- Store the samples in column-order: every column is one sample, and the number of columns is equal to the batch size.
- If you store the samples row-by-row, the feedforward operation is simple: Y = X * W, where W is the weight matrix. However it is extremely inconvenient to used on GPUs (where cuBLAS and cudnn both use column-ordered matrix).
- So if you store the samples column-by-column, the feedforward operation becomes: Y = W * X. Not that much different.
- Matrix has at least 4 dimensions: number of samples x width x height x depth. This will give enough flexibility to implement feed forward net, convNN and RNN (which is pretty much everything). So now each sample has width x height x depth elements. If we want to go for video, probably we might need another dimension too. The lesson is many people tried to do N-dimensional matrix, but it is extremely difficult to maintain the generality when the number of dimension is not certainly determined, therefore it is difficult to optimize. Meanwhile, you rarely need more than 5 dimensions in implementing DL algorithms.
- Rethink the edge and layer design.

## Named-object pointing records

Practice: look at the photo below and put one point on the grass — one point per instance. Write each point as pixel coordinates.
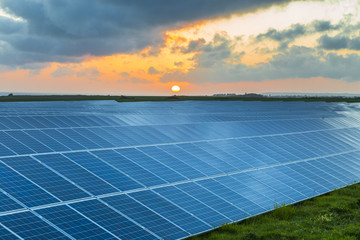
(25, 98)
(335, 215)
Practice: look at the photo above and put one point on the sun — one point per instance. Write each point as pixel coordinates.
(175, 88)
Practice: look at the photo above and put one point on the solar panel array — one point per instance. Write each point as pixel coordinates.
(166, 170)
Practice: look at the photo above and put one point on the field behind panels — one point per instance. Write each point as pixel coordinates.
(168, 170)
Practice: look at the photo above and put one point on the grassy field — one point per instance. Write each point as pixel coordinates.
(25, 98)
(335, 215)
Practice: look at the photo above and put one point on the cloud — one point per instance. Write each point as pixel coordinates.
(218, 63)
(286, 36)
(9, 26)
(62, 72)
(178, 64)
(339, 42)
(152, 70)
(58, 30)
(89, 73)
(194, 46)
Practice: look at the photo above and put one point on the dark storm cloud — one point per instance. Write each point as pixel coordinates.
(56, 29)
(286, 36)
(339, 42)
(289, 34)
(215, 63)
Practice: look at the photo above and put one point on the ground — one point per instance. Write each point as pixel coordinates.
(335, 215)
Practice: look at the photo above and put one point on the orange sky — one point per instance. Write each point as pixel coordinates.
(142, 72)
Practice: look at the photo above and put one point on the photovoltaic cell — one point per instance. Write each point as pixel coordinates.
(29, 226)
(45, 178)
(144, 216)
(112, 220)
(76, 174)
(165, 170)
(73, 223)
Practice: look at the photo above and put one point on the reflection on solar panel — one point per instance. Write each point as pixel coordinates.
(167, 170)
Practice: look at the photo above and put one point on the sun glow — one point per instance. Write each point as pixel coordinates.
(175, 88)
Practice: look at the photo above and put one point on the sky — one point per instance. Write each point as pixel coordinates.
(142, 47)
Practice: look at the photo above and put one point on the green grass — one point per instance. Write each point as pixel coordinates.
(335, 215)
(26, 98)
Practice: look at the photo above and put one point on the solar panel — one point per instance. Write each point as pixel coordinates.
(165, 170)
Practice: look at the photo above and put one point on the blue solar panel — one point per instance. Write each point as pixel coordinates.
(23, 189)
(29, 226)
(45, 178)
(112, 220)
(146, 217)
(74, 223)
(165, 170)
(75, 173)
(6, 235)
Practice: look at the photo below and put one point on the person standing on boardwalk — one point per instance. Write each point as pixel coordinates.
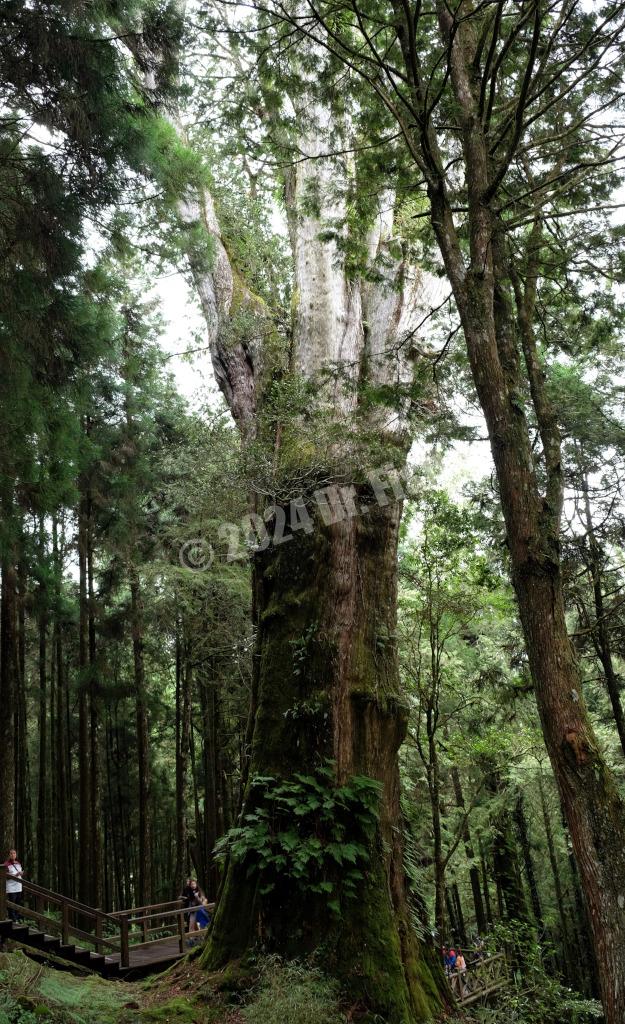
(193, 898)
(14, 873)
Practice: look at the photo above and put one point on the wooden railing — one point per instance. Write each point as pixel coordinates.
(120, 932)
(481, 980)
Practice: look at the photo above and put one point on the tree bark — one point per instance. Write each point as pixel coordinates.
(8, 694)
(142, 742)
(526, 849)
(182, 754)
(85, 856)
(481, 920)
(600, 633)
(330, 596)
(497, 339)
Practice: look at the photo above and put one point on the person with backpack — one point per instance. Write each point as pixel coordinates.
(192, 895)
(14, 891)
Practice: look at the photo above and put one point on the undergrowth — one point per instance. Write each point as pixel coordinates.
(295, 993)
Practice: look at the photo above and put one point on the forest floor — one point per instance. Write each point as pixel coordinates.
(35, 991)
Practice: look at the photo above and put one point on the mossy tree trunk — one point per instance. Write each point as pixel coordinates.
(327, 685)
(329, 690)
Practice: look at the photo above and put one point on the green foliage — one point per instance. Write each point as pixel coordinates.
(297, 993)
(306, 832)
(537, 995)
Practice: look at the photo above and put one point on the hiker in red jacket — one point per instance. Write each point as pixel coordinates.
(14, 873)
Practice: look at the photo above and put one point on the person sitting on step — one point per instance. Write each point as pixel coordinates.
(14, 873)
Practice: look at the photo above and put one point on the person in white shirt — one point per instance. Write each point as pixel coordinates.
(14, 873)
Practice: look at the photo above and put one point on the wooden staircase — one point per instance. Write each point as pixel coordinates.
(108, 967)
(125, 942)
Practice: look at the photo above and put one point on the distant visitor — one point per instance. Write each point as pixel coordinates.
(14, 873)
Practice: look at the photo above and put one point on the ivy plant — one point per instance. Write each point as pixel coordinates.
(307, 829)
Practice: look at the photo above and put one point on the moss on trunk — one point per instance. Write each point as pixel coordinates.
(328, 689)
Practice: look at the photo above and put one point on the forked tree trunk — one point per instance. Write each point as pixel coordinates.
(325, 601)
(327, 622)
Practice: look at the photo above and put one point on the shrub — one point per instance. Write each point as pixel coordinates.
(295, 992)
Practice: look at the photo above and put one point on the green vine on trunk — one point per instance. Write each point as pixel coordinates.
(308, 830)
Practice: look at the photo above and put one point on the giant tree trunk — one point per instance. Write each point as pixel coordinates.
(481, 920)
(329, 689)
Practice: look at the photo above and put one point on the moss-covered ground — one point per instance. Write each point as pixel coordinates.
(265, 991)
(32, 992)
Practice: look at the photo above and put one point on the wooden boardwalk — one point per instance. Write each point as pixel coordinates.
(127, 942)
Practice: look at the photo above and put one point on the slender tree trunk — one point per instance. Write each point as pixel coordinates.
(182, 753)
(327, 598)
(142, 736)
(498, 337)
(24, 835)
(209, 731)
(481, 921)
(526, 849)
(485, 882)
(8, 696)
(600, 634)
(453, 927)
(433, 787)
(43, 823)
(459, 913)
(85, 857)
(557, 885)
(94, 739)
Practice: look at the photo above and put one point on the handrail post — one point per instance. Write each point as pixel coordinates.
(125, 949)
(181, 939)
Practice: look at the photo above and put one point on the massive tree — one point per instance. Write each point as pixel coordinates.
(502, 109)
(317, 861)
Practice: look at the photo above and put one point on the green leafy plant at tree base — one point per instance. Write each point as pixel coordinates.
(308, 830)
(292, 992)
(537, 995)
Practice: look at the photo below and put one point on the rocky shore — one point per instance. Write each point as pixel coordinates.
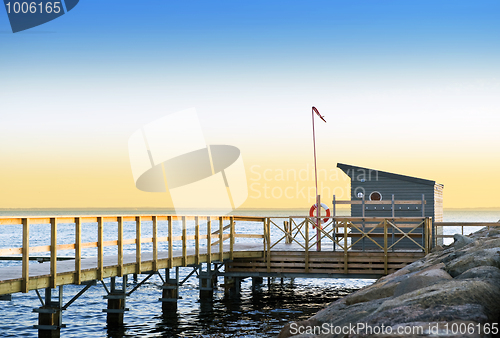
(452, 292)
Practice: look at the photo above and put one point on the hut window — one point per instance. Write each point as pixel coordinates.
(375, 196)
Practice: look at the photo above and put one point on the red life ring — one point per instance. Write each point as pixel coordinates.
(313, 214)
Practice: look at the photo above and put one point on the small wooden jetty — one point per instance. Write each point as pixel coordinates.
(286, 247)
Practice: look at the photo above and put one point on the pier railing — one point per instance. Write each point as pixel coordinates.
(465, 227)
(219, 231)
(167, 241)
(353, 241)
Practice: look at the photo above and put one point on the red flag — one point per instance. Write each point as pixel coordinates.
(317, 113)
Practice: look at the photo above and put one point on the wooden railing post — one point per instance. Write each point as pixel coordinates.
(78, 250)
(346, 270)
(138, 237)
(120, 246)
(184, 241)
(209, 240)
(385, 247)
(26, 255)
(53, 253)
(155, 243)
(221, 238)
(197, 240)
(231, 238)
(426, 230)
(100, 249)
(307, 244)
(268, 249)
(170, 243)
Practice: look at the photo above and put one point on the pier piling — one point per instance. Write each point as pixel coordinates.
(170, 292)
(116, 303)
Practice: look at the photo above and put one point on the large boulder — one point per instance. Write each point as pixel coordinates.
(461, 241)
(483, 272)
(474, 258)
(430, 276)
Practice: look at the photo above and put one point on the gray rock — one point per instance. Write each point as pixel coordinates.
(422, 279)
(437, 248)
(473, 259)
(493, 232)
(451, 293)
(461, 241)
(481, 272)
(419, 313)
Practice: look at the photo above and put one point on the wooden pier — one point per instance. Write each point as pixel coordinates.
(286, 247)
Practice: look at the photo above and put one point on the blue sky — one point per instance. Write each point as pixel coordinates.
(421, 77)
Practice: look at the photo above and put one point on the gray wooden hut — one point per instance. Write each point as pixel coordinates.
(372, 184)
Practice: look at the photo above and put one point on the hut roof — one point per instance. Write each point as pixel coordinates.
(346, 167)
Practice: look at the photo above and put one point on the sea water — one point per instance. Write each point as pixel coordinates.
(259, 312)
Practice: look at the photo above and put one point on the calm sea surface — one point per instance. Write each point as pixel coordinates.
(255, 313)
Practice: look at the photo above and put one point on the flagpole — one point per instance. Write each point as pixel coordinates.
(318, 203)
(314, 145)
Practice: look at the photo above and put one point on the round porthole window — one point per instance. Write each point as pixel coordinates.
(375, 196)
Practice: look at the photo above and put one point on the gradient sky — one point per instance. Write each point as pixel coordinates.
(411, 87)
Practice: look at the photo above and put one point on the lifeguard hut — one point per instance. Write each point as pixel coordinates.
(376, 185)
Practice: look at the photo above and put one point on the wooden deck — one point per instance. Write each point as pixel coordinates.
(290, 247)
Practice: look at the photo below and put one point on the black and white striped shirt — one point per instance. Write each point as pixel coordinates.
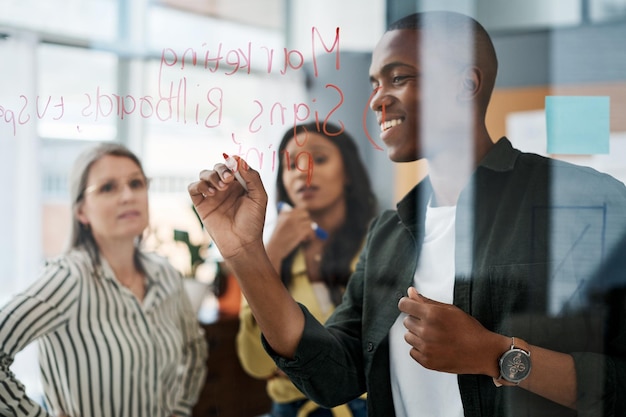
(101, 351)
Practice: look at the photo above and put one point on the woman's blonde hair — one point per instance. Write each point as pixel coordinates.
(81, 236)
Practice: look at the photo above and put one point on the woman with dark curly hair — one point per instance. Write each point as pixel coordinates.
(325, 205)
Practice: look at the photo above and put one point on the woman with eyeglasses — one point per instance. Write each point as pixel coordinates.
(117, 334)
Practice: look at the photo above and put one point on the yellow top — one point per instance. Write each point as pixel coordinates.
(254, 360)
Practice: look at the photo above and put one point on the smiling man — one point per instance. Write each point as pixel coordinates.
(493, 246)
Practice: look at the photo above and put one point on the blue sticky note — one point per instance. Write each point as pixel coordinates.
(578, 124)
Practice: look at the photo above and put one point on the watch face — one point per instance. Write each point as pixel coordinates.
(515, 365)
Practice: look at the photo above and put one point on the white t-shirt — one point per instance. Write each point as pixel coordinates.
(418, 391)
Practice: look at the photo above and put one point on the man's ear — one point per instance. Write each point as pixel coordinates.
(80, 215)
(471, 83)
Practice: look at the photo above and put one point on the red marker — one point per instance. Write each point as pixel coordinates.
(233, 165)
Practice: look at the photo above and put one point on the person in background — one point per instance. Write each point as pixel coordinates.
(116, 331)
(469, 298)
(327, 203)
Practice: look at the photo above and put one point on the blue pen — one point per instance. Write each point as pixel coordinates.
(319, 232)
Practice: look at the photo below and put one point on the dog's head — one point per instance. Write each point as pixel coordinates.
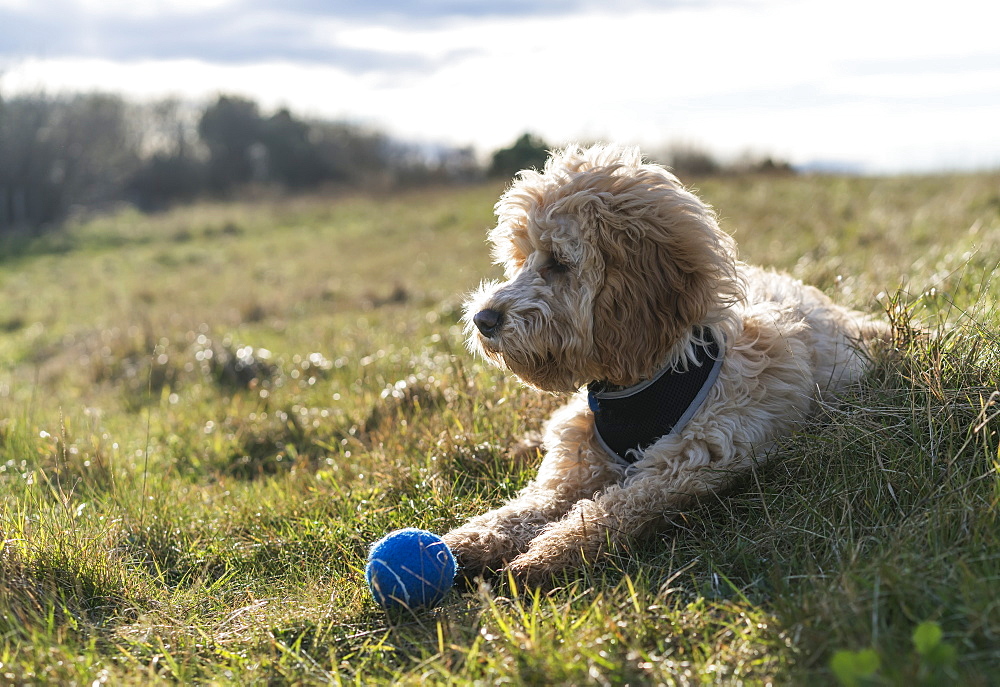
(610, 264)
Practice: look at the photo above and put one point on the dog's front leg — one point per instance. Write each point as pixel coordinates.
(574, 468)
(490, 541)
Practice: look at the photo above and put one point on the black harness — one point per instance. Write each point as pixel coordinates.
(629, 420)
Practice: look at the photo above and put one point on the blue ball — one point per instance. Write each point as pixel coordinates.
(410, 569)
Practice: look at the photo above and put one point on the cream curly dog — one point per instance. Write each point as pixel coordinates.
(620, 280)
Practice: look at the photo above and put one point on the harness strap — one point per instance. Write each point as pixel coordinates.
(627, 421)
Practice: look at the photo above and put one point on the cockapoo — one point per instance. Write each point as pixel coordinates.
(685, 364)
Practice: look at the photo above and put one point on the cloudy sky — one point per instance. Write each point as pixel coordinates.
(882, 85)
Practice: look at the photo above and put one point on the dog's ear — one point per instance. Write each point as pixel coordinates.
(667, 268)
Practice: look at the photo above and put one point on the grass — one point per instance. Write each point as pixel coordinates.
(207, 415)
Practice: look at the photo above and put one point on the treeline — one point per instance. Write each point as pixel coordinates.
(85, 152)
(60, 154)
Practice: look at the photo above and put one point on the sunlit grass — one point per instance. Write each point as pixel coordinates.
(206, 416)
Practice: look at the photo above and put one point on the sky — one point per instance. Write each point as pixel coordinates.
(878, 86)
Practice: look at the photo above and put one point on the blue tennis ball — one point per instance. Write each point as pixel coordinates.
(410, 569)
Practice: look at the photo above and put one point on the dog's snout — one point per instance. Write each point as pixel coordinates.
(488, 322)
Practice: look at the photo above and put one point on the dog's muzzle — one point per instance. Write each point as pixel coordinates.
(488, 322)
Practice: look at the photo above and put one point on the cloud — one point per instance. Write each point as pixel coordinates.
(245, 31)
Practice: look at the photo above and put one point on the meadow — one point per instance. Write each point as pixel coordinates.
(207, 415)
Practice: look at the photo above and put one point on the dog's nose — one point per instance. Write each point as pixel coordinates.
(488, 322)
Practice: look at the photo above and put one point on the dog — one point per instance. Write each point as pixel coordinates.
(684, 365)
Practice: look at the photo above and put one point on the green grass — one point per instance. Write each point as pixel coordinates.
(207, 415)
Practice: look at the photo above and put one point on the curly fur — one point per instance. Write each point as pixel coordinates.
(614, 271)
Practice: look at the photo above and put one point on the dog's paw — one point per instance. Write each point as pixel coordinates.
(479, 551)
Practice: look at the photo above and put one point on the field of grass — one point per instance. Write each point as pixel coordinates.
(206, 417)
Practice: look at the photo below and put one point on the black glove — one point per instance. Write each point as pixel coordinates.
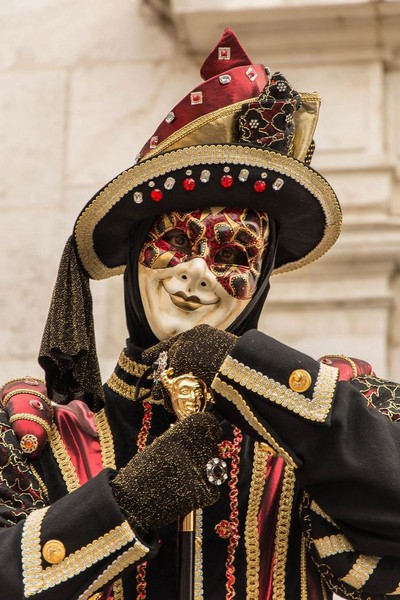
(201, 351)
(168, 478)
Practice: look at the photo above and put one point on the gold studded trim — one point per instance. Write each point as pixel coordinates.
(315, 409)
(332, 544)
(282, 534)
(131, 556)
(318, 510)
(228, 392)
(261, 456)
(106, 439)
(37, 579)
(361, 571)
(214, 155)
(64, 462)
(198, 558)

## DIRECTIVES
**A)** In the notes on matrix layout for deep learning, what does the feedforward operation become when samples are stored column-by-column?
**B)** Please list the dimensions that the notes on matrix layout say a matrix should have at a minimum.
**C)** Write the next part of the notes on matrix layout for deep learning, starting after "Rethink the edge and layer design."
These entries are separate material, apart from the notes on matrix layout.

## OUTPUTS
**A)** Y = W * X

**B)**
- Number of samples
- Width
- Height
- Depth

**C)**
- Rethink the metrics design. Probably the metrics can be implemented as a layer, that can be activated/deactivated during training/testing.
- Have separated flags for input and output layers.
- The model compute the gradients, then gradients are adjusted by an adjuster (Adagrad, Momentum, Rmsprop, etc…) and then the model gets updated based on the adjusted gradients.
I have chances to implement DL frameworks from scratch twice in my life. Although it will get boring if I have to do that like 10 times, but doing this 1 or 2 more times is probably still ok.
This list is nowhere near an extensive one. Just some ideas jumping out of my head, so that I will get it right from the beginning next time. Some points here are already implemented in my systems.